Reproduce each entry below verbatim.

Segment Start: DATASET RECORDS

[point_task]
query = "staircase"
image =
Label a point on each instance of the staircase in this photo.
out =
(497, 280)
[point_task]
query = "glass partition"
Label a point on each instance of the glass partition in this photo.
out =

Segment End: DATASET RECORDS

THE COMPLETED TASK:
[point_task]
query = "staircase"
image =
Label a point on each instance of the staircase in this photo.
out =
(497, 280)
[point_task]
query = "glass partition"
Label a point on each instance of the glass partition in this photo.
out =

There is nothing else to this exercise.